━━ RECORDS SHOWN ━━
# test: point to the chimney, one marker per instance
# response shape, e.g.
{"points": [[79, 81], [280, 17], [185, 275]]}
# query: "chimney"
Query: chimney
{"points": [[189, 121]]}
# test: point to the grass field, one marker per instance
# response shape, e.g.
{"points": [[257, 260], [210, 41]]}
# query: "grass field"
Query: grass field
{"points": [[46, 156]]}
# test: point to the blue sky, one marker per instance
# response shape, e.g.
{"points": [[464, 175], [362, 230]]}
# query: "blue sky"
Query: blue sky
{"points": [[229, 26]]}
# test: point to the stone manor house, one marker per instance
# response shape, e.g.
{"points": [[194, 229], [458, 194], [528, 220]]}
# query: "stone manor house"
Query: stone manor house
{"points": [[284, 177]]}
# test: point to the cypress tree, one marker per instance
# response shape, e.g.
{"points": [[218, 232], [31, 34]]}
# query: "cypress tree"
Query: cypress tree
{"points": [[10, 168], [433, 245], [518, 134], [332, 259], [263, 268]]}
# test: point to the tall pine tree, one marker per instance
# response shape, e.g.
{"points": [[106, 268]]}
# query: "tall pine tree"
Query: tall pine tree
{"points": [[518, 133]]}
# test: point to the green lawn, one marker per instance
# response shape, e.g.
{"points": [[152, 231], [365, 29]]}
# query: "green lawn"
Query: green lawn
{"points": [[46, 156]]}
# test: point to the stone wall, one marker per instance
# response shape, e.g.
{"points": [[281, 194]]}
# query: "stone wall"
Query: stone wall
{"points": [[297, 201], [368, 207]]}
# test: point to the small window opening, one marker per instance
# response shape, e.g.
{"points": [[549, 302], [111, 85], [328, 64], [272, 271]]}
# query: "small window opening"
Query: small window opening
━━━
TASK PROMPT: Put the lines of the data from the one containing "# test: point to the tall" through the final line into a numbered list, including both ends and omitting any blank lines.

PROBLEM SOLUTION:
1. # test: point to the tall pine tree, one marker per instance
2. # response shape, e.g.
3. {"points": [[106, 268]]}
4. # query: "tall pine tree"
5. Query: tall pine tree
6. {"points": [[518, 133]]}
7. # test: point to the green lawn, one marker per instance
8. # response shape, e.g.
9. {"points": [[152, 231], [365, 29]]}
10. # query: "green lawn"
11. Query: green lawn
12. {"points": [[46, 156]]}
13. # test: point to the stone wall, one marker per instance
14. # response shape, e.g.
15. {"points": [[281, 194]]}
16. # query: "stone wall"
17. Query: stone wall
18. {"points": [[297, 201], [368, 207]]}
19. # test: point to the small window opening, one marker per instance
20. # response shape, e.g.
21. {"points": [[549, 302], [111, 85], [328, 64], [272, 271]]}
22. # query: "small window opening"
23. Query: small window opening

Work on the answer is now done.